Start
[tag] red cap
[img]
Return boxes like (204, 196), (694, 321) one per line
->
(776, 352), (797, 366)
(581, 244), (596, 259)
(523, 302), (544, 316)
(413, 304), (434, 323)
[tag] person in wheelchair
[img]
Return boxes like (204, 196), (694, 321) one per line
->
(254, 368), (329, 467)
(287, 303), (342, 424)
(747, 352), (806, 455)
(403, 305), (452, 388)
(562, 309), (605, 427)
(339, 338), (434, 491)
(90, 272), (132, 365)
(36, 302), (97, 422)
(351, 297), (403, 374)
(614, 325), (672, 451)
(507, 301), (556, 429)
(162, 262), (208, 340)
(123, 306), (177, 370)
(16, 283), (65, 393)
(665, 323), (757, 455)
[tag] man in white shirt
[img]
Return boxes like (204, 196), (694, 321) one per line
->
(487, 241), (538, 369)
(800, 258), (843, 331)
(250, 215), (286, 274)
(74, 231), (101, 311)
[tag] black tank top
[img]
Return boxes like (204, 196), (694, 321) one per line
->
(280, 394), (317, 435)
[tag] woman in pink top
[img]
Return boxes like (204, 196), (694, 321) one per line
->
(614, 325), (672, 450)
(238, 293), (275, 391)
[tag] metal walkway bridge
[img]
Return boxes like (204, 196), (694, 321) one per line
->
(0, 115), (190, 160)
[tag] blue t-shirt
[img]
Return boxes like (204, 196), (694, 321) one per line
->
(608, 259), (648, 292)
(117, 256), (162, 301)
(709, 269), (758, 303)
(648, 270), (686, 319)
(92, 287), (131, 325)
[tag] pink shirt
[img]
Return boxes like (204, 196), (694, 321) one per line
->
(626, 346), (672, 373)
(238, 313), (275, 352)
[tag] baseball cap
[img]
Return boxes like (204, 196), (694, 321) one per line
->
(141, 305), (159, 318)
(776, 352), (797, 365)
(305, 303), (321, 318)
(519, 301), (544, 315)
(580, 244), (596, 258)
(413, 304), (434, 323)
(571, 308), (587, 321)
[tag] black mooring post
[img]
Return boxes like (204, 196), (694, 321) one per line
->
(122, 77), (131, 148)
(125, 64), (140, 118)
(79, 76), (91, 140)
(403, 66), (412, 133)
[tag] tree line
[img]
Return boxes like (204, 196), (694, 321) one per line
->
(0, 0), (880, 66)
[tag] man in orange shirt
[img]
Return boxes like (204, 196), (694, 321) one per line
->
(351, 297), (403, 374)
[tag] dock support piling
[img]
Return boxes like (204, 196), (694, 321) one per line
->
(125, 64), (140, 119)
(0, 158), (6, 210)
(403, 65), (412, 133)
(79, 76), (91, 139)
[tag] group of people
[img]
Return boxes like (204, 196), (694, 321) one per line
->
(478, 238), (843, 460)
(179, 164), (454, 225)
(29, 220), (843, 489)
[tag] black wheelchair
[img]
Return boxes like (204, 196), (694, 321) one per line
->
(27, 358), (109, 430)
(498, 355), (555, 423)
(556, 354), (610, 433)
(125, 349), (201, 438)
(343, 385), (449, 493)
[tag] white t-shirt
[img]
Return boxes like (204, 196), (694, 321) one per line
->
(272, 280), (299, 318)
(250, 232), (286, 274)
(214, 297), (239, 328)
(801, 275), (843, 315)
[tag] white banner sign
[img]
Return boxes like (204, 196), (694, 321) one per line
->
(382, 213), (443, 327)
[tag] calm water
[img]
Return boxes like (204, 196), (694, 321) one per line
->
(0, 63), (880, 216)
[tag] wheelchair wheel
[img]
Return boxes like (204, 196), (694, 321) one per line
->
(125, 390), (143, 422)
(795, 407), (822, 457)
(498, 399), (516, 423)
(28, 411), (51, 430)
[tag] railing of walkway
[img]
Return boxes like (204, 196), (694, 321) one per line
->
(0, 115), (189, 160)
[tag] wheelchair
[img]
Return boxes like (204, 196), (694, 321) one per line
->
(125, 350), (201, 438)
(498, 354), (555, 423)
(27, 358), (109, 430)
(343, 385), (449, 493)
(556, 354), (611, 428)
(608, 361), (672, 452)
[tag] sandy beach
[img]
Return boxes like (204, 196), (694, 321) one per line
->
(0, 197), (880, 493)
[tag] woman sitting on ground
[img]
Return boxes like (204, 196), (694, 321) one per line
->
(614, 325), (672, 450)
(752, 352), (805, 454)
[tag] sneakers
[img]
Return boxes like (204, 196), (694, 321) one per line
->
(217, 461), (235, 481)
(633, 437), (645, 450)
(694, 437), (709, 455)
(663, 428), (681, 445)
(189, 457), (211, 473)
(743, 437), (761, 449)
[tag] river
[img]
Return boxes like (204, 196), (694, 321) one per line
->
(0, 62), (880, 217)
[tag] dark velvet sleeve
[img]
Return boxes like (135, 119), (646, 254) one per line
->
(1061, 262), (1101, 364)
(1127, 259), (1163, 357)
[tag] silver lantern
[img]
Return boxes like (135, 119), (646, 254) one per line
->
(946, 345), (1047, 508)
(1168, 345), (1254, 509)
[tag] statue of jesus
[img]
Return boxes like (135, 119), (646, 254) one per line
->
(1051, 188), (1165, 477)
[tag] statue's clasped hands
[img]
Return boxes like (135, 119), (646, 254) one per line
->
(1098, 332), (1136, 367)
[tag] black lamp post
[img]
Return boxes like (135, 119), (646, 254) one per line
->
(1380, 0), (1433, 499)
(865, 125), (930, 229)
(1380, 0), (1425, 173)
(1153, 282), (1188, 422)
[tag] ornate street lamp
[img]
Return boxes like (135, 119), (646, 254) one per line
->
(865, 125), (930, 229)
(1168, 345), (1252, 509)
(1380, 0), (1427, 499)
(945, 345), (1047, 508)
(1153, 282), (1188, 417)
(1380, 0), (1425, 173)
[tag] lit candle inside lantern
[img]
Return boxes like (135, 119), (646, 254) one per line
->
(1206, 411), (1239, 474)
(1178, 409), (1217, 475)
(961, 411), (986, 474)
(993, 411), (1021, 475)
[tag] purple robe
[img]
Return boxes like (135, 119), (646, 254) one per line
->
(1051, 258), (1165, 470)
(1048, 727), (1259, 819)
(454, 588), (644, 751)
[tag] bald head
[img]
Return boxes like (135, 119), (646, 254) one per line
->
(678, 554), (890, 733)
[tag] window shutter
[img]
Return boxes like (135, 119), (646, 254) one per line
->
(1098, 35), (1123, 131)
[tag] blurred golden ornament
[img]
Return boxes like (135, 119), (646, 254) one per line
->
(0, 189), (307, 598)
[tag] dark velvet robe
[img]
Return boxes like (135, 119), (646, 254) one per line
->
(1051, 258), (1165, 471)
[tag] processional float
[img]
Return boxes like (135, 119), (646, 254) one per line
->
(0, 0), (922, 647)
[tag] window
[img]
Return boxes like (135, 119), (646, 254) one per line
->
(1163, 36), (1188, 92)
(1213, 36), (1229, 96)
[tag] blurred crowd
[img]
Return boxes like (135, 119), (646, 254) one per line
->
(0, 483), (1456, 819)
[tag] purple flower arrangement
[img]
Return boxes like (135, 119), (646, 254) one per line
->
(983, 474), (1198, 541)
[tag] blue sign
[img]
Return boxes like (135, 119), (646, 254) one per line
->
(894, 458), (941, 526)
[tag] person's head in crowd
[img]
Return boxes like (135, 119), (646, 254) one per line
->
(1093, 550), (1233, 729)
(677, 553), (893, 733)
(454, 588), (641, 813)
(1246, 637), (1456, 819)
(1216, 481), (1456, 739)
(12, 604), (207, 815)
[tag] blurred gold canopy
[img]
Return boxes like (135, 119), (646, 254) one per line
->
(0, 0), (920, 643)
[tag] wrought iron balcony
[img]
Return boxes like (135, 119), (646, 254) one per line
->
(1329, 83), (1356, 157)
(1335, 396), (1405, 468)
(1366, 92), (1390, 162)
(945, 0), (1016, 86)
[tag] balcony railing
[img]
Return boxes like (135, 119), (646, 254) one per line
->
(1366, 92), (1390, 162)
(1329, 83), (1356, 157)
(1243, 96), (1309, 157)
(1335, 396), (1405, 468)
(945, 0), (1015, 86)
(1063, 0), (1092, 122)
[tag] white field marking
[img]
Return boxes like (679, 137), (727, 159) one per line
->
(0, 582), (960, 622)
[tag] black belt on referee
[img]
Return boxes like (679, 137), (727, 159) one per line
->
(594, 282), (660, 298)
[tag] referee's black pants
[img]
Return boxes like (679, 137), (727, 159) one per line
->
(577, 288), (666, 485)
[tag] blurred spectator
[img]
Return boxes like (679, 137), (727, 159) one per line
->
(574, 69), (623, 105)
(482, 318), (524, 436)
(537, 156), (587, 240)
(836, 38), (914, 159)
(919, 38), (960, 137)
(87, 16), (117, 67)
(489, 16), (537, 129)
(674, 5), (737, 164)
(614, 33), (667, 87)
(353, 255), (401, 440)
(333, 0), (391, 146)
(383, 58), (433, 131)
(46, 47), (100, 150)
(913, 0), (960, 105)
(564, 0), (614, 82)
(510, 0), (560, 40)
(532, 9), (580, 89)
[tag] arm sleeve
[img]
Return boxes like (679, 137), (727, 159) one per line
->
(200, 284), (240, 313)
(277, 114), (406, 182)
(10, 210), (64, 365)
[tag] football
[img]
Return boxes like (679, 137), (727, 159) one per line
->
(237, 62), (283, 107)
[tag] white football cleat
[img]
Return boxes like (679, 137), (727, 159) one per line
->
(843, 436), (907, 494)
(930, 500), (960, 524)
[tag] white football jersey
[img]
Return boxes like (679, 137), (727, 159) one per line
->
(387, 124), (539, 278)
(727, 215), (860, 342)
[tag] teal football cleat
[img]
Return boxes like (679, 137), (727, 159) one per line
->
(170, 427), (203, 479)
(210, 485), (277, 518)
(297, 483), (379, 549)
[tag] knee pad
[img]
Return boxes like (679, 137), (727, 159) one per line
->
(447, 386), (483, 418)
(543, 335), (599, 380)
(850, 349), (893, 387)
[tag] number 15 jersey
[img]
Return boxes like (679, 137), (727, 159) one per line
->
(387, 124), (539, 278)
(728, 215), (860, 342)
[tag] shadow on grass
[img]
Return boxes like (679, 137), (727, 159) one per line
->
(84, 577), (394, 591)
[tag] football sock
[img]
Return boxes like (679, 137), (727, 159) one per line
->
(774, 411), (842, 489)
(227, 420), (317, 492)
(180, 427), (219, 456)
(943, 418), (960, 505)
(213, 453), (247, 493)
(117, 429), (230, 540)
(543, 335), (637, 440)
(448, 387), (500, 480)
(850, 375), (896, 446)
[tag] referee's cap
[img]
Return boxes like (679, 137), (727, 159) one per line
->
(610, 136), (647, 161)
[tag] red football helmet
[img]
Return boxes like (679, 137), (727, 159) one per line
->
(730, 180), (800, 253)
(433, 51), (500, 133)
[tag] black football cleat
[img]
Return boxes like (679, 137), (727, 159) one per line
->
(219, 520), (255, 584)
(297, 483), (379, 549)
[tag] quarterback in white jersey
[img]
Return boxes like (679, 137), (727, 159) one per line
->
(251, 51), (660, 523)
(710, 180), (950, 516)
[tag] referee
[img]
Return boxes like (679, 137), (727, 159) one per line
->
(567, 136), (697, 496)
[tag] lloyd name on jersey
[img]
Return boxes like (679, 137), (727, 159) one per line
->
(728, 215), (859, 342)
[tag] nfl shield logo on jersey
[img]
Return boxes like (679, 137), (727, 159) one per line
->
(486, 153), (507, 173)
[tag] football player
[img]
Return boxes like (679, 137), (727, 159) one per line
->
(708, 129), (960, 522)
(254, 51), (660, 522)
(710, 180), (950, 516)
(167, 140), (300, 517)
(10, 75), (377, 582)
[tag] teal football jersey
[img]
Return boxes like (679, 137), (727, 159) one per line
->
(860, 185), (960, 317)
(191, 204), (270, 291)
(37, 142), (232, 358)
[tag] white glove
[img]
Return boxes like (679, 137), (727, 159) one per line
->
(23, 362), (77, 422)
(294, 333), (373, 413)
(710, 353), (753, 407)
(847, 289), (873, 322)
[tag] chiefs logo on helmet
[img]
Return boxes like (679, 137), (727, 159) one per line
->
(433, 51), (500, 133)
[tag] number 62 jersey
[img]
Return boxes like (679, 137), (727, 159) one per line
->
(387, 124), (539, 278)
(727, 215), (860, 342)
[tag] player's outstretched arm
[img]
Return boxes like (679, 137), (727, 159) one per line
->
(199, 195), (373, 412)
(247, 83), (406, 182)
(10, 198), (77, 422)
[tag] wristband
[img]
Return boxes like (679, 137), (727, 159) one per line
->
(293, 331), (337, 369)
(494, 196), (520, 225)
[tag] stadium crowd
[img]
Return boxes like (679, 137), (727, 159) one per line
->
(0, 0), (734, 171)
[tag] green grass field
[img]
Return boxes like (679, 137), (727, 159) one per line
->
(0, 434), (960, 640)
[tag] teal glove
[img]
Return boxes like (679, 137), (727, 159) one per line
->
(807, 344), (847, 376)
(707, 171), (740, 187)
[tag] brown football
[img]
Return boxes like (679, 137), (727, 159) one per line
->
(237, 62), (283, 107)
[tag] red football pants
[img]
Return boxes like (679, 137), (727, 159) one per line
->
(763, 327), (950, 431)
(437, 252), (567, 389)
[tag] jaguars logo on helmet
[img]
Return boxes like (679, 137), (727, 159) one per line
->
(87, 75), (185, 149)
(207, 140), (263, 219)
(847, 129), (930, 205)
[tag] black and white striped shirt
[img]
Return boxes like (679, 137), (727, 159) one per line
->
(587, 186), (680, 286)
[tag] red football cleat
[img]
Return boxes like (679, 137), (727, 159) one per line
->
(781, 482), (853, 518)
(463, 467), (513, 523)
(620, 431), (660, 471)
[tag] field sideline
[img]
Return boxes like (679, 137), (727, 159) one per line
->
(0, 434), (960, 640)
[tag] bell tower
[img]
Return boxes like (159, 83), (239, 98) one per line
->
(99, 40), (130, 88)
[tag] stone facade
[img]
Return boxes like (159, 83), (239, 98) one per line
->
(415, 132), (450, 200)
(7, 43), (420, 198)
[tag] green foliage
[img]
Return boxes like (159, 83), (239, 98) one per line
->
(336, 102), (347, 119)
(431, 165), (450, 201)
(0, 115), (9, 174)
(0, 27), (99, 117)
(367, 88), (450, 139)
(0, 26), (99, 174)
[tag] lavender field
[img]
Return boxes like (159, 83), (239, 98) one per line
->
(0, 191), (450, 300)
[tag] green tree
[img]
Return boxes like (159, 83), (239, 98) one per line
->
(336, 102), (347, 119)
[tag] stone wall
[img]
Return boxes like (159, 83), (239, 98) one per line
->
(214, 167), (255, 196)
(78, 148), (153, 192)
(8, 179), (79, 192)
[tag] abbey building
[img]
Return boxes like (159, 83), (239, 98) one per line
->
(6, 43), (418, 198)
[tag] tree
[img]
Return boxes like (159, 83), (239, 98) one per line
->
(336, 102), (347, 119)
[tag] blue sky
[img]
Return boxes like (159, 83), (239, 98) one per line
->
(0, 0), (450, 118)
End
Exercise instructions:
Please convert everything from the start of the records down to the line containing "(665, 323), (757, 455)" into a numbered list, leaving out blank lines.

Result for this exercise:
1. [tag] red cap
2. [img]
3. Return boxes like (204, 196), (694, 321) one per line
4. ->
5. (776, 352), (797, 366)
6. (581, 244), (596, 259)
7. (523, 302), (544, 316)
8. (413, 304), (434, 323)
9. [tag] person in wheelchair
10. [img]
11. Return boxes like (204, 196), (694, 321) one per line
12. ->
13. (254, 368), (329, 467)
14. (287, 303), (342, 424)
15. (747, 352), (806, 455)
16. (403, 305), (452, 388)
17. (562, 309), (605, 427)
18. (339, 338), (434, 491)
19. (90, 272), (132, 365)
20. (36, 302), (97, 422)
21. (351, 297), (403, 374)
22. (614, 325), (672, 451)
23. (507, 301), (556, 429)
24. (162, 262), (208, 340)
25. (123, 306), (177, 370)
26. (16, 283), (65, 393)
27. (665, 323), (757, 455)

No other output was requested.